| EXTRACTED RECORDS |
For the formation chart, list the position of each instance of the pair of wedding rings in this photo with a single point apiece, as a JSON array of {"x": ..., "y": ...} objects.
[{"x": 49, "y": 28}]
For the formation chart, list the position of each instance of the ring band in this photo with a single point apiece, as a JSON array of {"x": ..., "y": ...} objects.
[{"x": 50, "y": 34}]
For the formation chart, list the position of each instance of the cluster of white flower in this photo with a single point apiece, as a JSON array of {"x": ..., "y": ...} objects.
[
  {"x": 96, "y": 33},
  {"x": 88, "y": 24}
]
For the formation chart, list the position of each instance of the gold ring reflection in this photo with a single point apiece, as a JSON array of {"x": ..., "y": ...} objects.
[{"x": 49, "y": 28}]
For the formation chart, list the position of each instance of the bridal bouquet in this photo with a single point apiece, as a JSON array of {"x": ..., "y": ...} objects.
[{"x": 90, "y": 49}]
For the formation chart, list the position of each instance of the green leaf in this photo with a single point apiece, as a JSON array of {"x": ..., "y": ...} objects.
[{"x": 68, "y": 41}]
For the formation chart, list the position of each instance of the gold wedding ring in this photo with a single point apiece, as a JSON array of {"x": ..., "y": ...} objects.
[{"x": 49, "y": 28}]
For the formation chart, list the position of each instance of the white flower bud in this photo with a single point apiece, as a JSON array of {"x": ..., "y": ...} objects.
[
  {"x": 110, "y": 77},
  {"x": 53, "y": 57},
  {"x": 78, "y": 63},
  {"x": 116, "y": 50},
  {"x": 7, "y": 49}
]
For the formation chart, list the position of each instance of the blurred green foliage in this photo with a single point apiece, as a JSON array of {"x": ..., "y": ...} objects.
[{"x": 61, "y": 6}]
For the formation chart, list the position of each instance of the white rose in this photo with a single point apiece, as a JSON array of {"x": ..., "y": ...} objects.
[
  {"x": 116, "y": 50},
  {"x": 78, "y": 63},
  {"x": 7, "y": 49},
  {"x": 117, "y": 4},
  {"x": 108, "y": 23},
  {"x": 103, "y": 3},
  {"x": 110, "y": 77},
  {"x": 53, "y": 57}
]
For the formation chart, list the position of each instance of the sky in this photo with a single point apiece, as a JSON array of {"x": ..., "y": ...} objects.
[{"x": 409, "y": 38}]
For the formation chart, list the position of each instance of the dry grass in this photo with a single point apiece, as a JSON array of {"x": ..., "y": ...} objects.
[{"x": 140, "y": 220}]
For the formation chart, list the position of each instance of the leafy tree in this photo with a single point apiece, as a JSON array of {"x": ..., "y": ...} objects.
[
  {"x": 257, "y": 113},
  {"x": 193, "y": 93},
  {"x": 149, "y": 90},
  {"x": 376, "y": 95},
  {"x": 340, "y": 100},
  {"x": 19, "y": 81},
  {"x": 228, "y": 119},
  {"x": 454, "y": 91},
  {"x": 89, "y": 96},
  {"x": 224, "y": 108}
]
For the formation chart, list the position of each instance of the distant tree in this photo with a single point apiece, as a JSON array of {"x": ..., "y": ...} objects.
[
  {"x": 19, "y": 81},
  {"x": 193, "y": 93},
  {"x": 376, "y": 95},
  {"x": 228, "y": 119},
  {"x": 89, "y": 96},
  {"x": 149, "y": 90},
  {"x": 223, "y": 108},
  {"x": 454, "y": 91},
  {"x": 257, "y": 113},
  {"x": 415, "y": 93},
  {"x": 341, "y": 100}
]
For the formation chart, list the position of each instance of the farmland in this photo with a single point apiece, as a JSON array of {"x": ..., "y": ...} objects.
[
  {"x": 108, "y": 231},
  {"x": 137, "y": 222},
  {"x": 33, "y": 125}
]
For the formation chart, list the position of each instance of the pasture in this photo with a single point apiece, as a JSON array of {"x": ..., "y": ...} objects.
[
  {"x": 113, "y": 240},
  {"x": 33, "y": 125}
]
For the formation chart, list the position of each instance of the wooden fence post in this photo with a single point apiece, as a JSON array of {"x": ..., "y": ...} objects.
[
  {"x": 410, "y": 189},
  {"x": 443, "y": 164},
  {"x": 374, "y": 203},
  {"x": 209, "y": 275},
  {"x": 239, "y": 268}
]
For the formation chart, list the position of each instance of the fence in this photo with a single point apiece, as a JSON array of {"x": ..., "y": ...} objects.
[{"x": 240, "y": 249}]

| INSTRUCTIONS FOR THE TASK |
Above are the records; copy all of them exactly.

| RESPONSE BELOW |
For the formation chart, list the position of each instance of the pair of wedding rings in this photo with a single point apiece, as a JSON array of {"x": ..., "y": ...} objects.
[{"x": 49, "y": 28}]
For the formation chart, list the position of each instance of the ring band in this photo with a single point apiece, as a JSON array of {"x": ..., "y": ...} objects.
[{"x": 50, "y": 34}]
For the formation chart, list the position of each instance of the cluster of white flower in this photo with a single point apiece, as a JSON array of {"x": ..., "y": ...} objects.
[
  {"x": 96, "y": 33},
  {"x": 88, "y": 24}
]
For the formation chart, list the position of each instance of the gold ring reflection in this photo with a single point apiece, as a JSON array of {"x": ..., "y": ...} objects.
[{"x": 49, "y": 28}]
For the formation chart, list the position of each instance of the bridal bouquet in this photo with a single point apiece, as a JSON array of {"x": ..., "y": ...} objects.
[{"x": 90, "y": 49}]
For the formation chart, list the position of each instance of the green leaf in this photo with a single point apiece, as a JSON array of {"x": ..., "y": ...} objects.
[{"x": 68, "y": 41}]
For the formation chart, list the position of each instance of the gold wedding ring in this photo with a single point apiece, as a JSON array of {"x": ..., "y": ...} objects.
[{"x": 49, "y": 28}]
For the formation chart, list the position of each instance of the white flower bud in this photo with a single point apiece, as a JSON array of {"x": ..., "y": ...} objects.
[
  {"x": 110, "y": 77},
  {"x": 53, "y": 57},
  {"x": 78, "y": 63},
  {"x": 116, "y": 50},
  {"x": 7, "y": 49}
]
For the formation chart, list the position of each instance of the blurred green foliage in this photo with a single point apiece, as a JSON array of {"x": ..., "y": ...} objects.
[{"x": 61, "y": 6}]
For the formation chart, list the position of each instance of the white rose in this photo with a single point apiece, as a JSON array of {"x": ..., "y": ...} objects.
[
  {"x": 116, "y": 50},
  {"x": 78, "y": 63},
  {"x": 7, "y": 49},
  {"x": 117, "y": 4},
  {"x": 108, "y": 23},
  {"x": 103, "y": 3},
  {"x": 110, "y": 77},
  {"x": 53, "y": 57}
]
For the formation chart, list the position of each instance of the sky in this photo with a single point apiece, as a JSON array of {"x": ..., "y": ...} objects.
[{"x": 409, "y": 38}]
For the formation chart, list the position of each instance of the dry grass in this photo with a single point apiece, as a JSON array of {"x": ..., "y": ...} objects.
[{"x": 140, "y": 220}]
For the formation chart, list the position of each instance of the leafy tree in this photo with a single point apiece, as a JSON array of {"x": ..., "y": ...} objects.
[
  {"x": 257, "y": 113},
  {"x": 193, "y": 93},
  {"x": 149, "y": 90},
  {"x": 376, "y": 95},
  {"x": 340, "y": 100},
  {"x": 19, "y": 81},
  {"x": 228, "y": 119},
  {"x": 454, "y": 91},
  {"x": 89, "y": 96},
  {"x": 224, "y": 108}
]
For the formation chart, list the position of each instance of the distant tree in this photo with a single point apiece, as a JSON array of {"x": ..., "y": ...} objects.
[
  {"x": 19, "y": 81},
  {"x": 193, "y": 93},
  {"x": 376, "y": 95},
  {"x": 228, "y": 119},
  {"x": 89, "y": 96},
  {"x": 149, "y": 90},
  {"x": 223, "y": 108},
  {"x": 454, "y": 91},
  {"x": 257, "y": 113},
  {"x": 415, "y": 93},
  {"x": 341, "y": 100}
]
For the formation chart, list the position of each instance of the farmland in this photo with a single point apiece, as a JSON array of {"x": ..., "y": ...} objects.
[
  {"x": 108, "y": 231},
  {"x": 137, "y": 222},
  {"x": 33, "y": 125}
]
For the formation chart, list the position of each instance of the pasture in this photo with a single point apiece, as a JSON array of {"x": ..., "y": ...} objects.
[
  {"x": 113, "y": 240},
  {"x": 33, "y": 125}
]
For the formation chart, list the position of each instance of the wooden fence post in this photo with a single point apiece, as a JSON array of {"x": ..., "y": ...} objects.
[
  {"x": 410, "y": 189},
  {"x": 443, "y": 164},
  {"x": 374, "y": 203},
  {"x": 209, "y": 275},
  {"x": 239, "y": 268}
]
For the formation chart, list the position of each instance of the fence in this photo with a single point apiece, as a JSON array of {"x": ..., "y": ...} objects.
[{"x": 240, "y": 249}]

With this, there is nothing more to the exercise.